■ Fragmento del documento
------------------------------------------------------------------------
Una creación inolvidable de Les Luthiers que ironizaba hace ya más de tres décadas sobre las miserias de la programación televisiva recreaba la promoción de un culebrón con una temática recurrente, la de una mujer atrapada por su pasado. «¡Suéltame, pasado!», gritaba la infortunada.
Diez días después de conocerse las tres sentencias que anulan el Plan General de Ordenación Urbana que Marbella aprobó en 2010 para dejar atrás su etapa más oscura dan ganas de acompañar en la súplica a la protagonista inventada por los músicos comediantes. La diferencia es que la constatación de que la ciudad no consigue separarse de la etapa más negra de su historia invita a cualquier cosa menos a reír.
------------------------------------------------------------------------
■ Información proporcionada
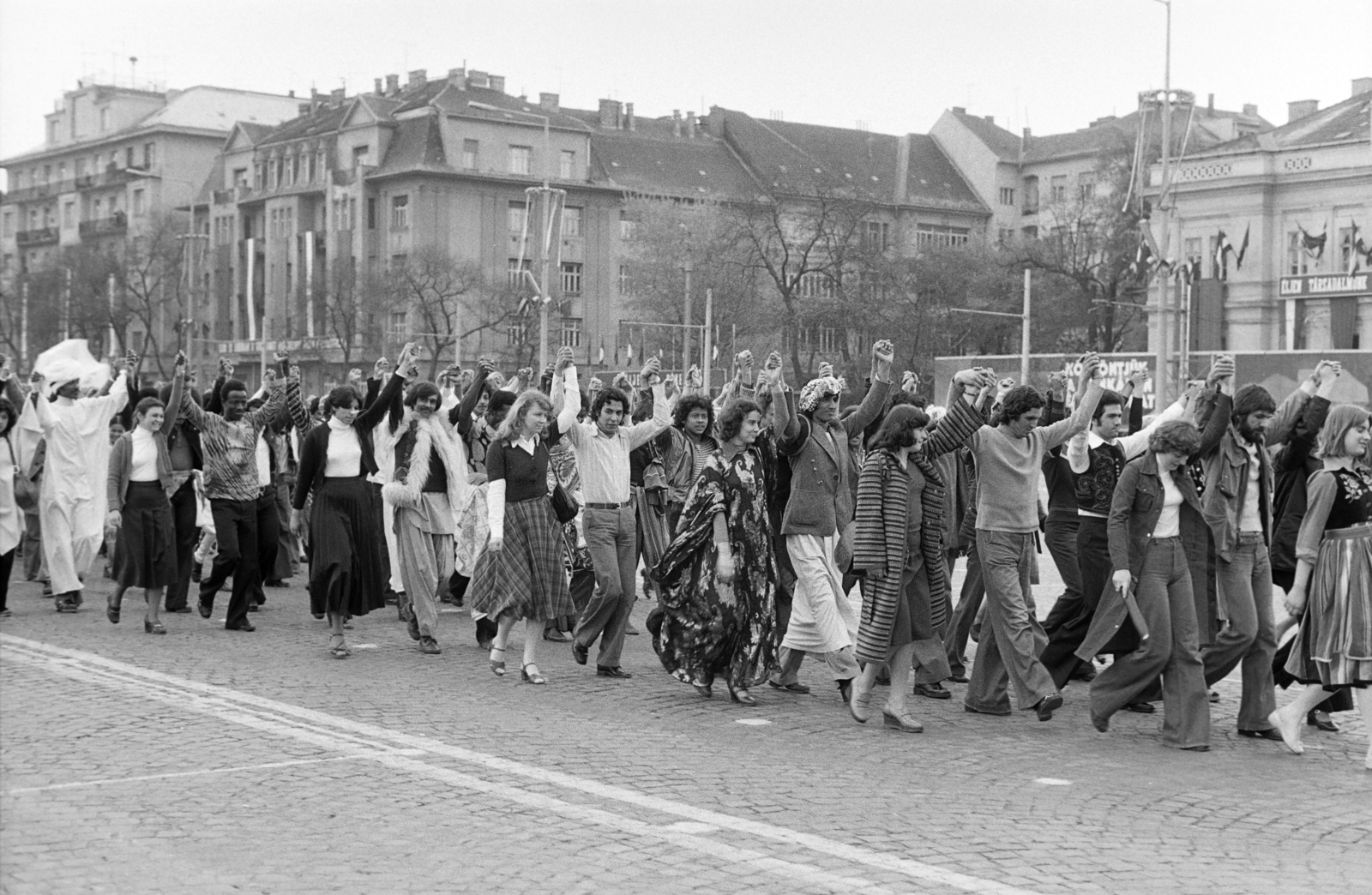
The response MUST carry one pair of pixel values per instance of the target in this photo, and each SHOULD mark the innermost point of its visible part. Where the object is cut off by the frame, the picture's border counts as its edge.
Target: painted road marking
(81, 784)
(354, 736)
------------------------------------------------------------------------
■ Ejercicios
[a] Transcribe el pasaje del fragmento sobre Marbella que empieza en las palabras «Una creación inolvidable» y termina tras «gritaba la infortunada.».
[b] Según el fragmento sobre Marbella, ¿por qué dan ganas de sumarse a la súplica de la protagonista inventada por Les Luthiers? Responde en una a tres oraciones.
[c] Prolonga el fragmento sobre Marbella a partir de su última oración.
Las líneas son un material aparte, sin relación con el fragmento sobre Marbella.

■ Respuestas esperadas
[a]
Una creación inolvidable de Les Luthiers que ironizaba hace ya más de tres décadas sobre las miserias de la programación televisiva recreaba la promoción de un culebrón con una temática recurrente, la de una mujer atrapada por su pasado. «¡Suéltame, pasado!», gritaba la infortunada.

[b] Porque las tres sentencias conocidas diez días antes anulan el Plan General de Ordenación Urbana que Marbella aprobó en 2010 para dejar atrás su etapa más oscura. Eso constata que la ciudad no consigue separarse de la etapa más negra de su historia.

[c]
Que Marbella se haya quedado sin PGOU justo en el momento en que la construcción comenzaba a reactivarse en la que, no olvidarlo, es la plaza más dinámica de Andalucía, ya tiene suficiente trascendencia como para que parezca redundante cualquier intención de explayarse en la explicación de sus consecuencias. Sin embargo, resulta sintomático que la ciudad se vea de nuevo encorsetada por el Plan General de 1986, el documento que indefectiblemente ha sido la referencia durante casi un cuarto de siglo; ignorado sistemáticamente por el Ayuntamiento presidido por Gil–que pretendió aplicar durante su mandato el suyo propio sin que fuera aprobado– , sobre el que se puso en duda su vigencia porque no había llegado a estar publicado y que finalmente fue la referencia para la justicia en los cientos de causas urbanísticas abiertas por los desmanes propiciados desde el ayuntamiento gilista.
Ahora la ciudad vuelve a aquella referencia normativa, inevitablemente desgastada por el paso de los años, anacrónica e insuficiente y que reúne además una carga simbólica que hace imposible no retraerse a momentos que se daban por superados y que impide además no vislumbrar un estancamiento en la situación que supone un indiscutible fracaso colectivo.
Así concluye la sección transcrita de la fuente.